Just a thought.....still the case counts are high and the serious cases and deaths are down no matter how many deaths are added. Those are facts.
Facts can be very misleading for the reasons I stated. Hospitalizations are way up, this is a fact. The number of serious cases are way up, this is a fact.
Also using national averages as an indication of what's happening in any given hospital or city is not particularly useful.
There are many, many hospitals that have much higher rates of hospitalization than the average. These are the points of crisis where people are starting to die in large numbers.
El Paso Texas for example.
Of course certain regions will spike from time to time...its a virus with no vaccine. But infections alone mean nothing just like no single metric by itself means anything about the severity or danger of this virus.
From 'time to time'? Can you show us a time when El Paso's hospitals have EVER been this overwhelmed?
Well they are 7th highest in the country for illegals about 25% of the population so....and I was talking about different parts of the country spiking at different times.
So when was El Paso's hospitals ever overwhelmed as they are now?
If it happens from 'time to time', then surely there would be another time.
Give me the date.
I didn't specifically point out El Paso anywhere, you did. Other regions of the country have spiked with virus cases before....their hospitals got busier then subsided. Again, and slower this time.....its a virus....it spreads to people....what happens after that depends on age, health, strength of immune system, etc. El Paso's problems may have something to do with the makeup of their population.
You said that "Of course certain regions will spike from time to time..." while we were discussing El Paso.
And yet you can't show me any time when their hospitals in the region of El Paso have been as slammed as they are now.
Demonstrating the folly of trying to use national averages to disprove COVID overwhelmed hospitals. As there many, many hospitals that have much higher hospitalization rates than the national average.
That's how averages work.
I am not trying to show you anything about El Paso except what I stated about their population. You were talking about the city I wasn't. We agree that some hospitals occupied rates are higher than national average and those areas change from time to time. So what? The overall averages of the virus are critical to any temporary regional hotspots of infection. And overall the severity is declining sorry if that doesn't fit your desires or narrative.

.....

Your goal -> Continue the forum exchange about COVID hospitalization rates in El Paso from the point where it ends, before the listing that follows.

Dataset content ->
.....

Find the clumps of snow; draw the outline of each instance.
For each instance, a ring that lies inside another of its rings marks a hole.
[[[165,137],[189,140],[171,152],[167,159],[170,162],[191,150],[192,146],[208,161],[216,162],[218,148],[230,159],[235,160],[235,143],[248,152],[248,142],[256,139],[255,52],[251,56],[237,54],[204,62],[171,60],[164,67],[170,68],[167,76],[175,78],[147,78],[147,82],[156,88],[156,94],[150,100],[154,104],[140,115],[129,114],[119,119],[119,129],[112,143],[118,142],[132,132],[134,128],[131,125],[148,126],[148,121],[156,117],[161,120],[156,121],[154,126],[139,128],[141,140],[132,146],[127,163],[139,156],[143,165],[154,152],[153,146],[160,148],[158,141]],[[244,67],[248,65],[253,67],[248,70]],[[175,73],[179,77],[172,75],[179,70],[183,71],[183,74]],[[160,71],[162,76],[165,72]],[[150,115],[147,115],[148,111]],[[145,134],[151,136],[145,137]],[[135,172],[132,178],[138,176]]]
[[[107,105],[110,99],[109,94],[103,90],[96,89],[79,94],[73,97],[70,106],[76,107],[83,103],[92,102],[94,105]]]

.....

Result of the exercise ->
I'm using El Paso as an example of the futility of using a national average critical care rate or hospitalization rate to prove that there aren't hospitals utterly overwhelmed by COVID.
El Paso is a concrete example of the failure of your premise. Which might explain why you refuse to discuss it.
It means nothing to the overall impact of the virus. Especially given their high number of illegals. Its a hotspot that will come and go and have little impact on the true severity of the virus to the country. Duuuh!
Again, nonsense. And obvious nonsense.
As hospitals are overwhelmed, the resources they have to direct care to individual patients decreases. ICU beds fill up, as they have in El Paso.
Which results in more deaths.
Worse, once the hospitals are overwhelmed, the patients that they'd normally see for say, car accidents, or heart attacks, or difficult child births can't get care that they need either. You see even MORE deaths.
Averages in this case mandate that there will be areas of higher hospitalization rates and critical care and areas of lower rates. But they don't 'balance out'. If El Paso runs out of ICU beds, it doesn't matter if Sand Point Idaho hasn't. As they have no credible way of getting the patients there.
Your premise is just nonsense. As demonstrated elegantly by the surging number of dead. 2000 just yesterday.